[Page text]
▶

AI chatbots’ great talent is flooding inboxes
Was it really only December when I first heard, at a conference, buzz about the new AI chatbot that was going to change the world? Usually, that sort of talk means there’s a good chance that, in a couple of years, I might discover some mildly useful new service. But in less than three months, CHATGPT and its near relations really have changed my world.
Bing, Microsoft’s search engine, is adding chat features, and I’m using a different engine to do literature reviews. Professor friends are being flooded with machine answers on assignments and thinking about how to redesign coursework to make it unhackable. And the machines are already nibbling around the edges of my profession: Reuters reports that AIgenerated books are popping up on Amazon, while the science-fiction magazine Clarkesworld just announced that it would temporarily close submissions because the slush pile was overwhelmed with machine-manufactured dreck.
This is a major problem, though not exactly the one you might think I’d be complaining about: I’m not worried that artificial intelligence is coming for my job. Indeed, as I wrote a few months back, in the short term, I expect that AI will actually be good for established writers and outlets, precisely because it generates so much bad writing.
The productivity of these AIS is astounding; in a few minutes they can pound out a thousand words that would have taken a human hours to write. But luckily, for those of us who already have jobs, AI quality is astoundingly bad. CNET and Men’s Journal experimented with Ai-generated articles, only to find that they were riddled with errors, because AI doesn’t know or care what is true; it knows only what sort of thing its prediction engine tells it ought to come next in a sentence or paragraph.
Unscrupulous people will nonetheless be happy to swamp the internet with this garbage, in hopes of attracting reader eyeballs long enough to sell ads. Readers drowning in unreliable ersatz content will probably learn to place more value on journalistic brand names with reputations for accuracy to defend. Our biggest problem, in the short term, is likely to be akin to what Clarkes world is facing: Publicity agents armed with AIS and mailing lists will stuff our inboxes with even more inappropriate pitches.
Yet if AI isn’t truthful enough to do good journalism, neither is it a good enough liar to write good fiction, as best-selling science fiction author John Scalzi pointed out on his blog. Current versions have no creative spark or deep understanding of human motivations; they serve up warmed-over pastiches of better authors, rendered in a prose style that seems to have been picked up from databases of regulatory filings.
What, then, is the problem? Well, for one thing, this will make it harder for fiction and nonfiction outlets to find new talent. The internet created a lot of new pathways to success for nontraditional writers — 20 years ago, for instance, blogs helped me break into journalism, and Scalzi to break into fiction writing. Other writers have found success self-publishing on Amazon. But none of us had to swim through a boundless sea of Ai-generated nonsense to reach editors or readers.
In the longer term, I confess, I am less optimistic than Scalzi, who believes that “they just don’t have what it takes” to do his job, “and short of actual consciousness in the AI, may not ever.” AIS aren’t human (notwithstanding the lovelorn AI who begged a New York Times reporter to ditch his wife and run away with her). But I’m not sure they won’t quickly become very good at emulating humans in all the ways that readers care about.

◀

[Input data]

▶

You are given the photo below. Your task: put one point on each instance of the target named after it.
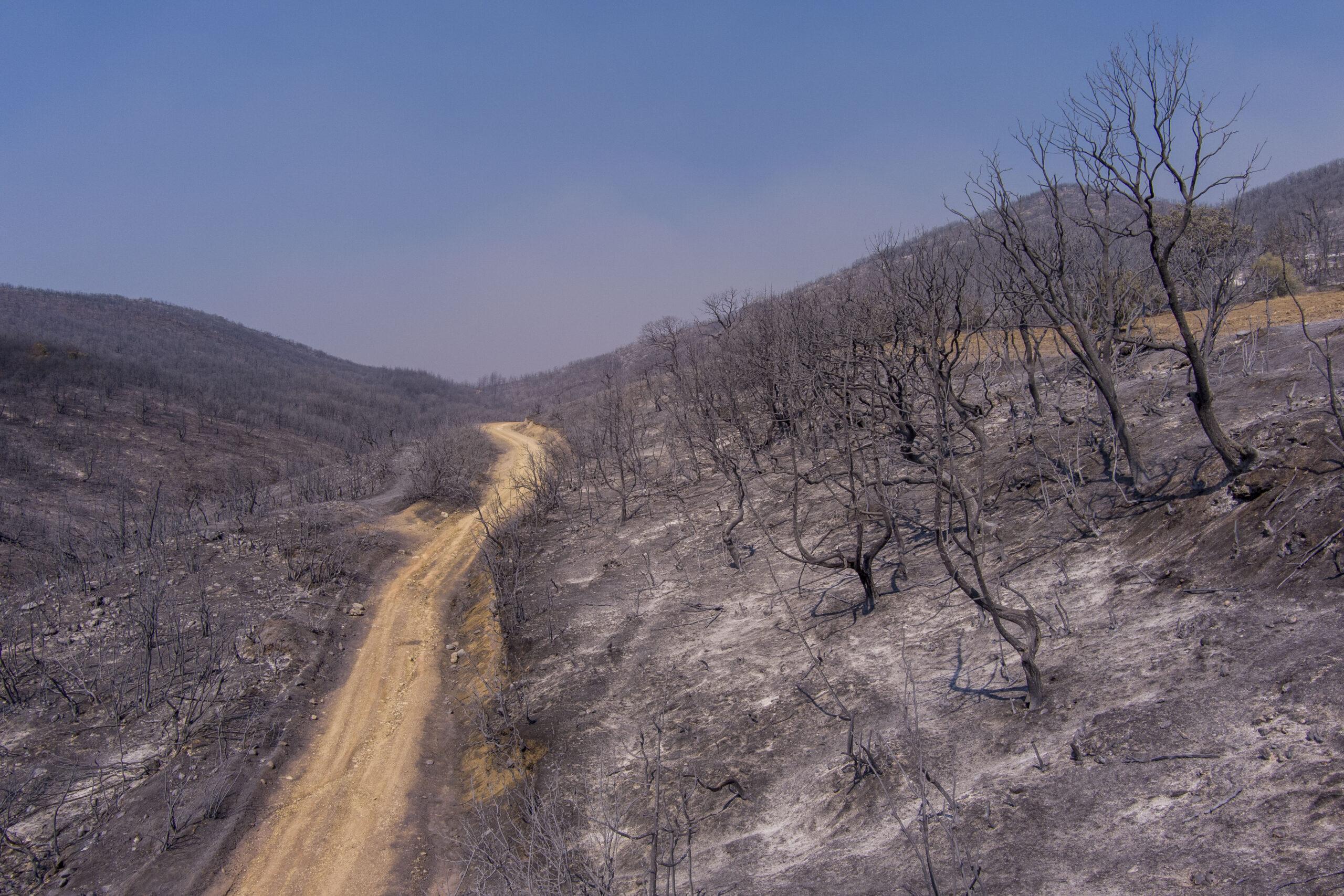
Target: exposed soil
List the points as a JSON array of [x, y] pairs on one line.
[[337, 823], [1194, 729]]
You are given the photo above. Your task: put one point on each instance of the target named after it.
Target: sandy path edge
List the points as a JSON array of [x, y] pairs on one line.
[[340, 813]]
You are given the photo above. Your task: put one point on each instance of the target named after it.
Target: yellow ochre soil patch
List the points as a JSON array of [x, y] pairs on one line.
[[340, 806]]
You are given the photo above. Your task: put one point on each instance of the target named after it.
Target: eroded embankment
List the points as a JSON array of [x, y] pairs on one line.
[[340, 818]]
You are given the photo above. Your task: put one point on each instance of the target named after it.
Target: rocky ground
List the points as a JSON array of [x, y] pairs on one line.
[[1195, 686]]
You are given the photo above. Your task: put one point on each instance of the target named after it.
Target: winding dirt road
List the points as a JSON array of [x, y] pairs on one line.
[[338, 825]]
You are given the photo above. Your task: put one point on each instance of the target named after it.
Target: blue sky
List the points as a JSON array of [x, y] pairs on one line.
[[508, 186]]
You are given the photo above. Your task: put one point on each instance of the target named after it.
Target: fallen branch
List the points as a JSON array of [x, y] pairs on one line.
[[1210, 812], [1308, 880], [1311, 554], [1175, 755]]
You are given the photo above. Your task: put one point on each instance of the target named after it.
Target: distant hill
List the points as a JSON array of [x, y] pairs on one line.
[[1306, 213], [217, 367]]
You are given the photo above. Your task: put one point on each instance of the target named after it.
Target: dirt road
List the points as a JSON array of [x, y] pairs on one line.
[[342, 813]]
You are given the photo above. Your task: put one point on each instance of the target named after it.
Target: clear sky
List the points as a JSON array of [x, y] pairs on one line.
[[475, 187]]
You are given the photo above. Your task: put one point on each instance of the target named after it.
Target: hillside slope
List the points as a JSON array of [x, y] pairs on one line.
[[188, 508]]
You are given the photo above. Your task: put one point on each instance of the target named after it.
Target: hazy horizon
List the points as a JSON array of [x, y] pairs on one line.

◀

From the article about AI chatbots, set down the passage starting at "Bing, Microsoft’s search" and ending at "with machine-manufactured dreck.", word for word. Rely only on the article about AI chatbots.

Bing, Microsoft’s search engine, is adding chat features, and I’m using a different engine to do literature reviews. Professor friends are being flooded with machine answers on assignments and thinking about how to redesign coursework to make it unhackable. And the machines are already nibbling around the edges of my profession: Reuters reports that AIgenerated books are popping up on Amazon, while the science-fiction magazine Clarkesworld just announced that it would temporarily close submissions because the slush pile was overwhelmed with machine-manufactured dreck.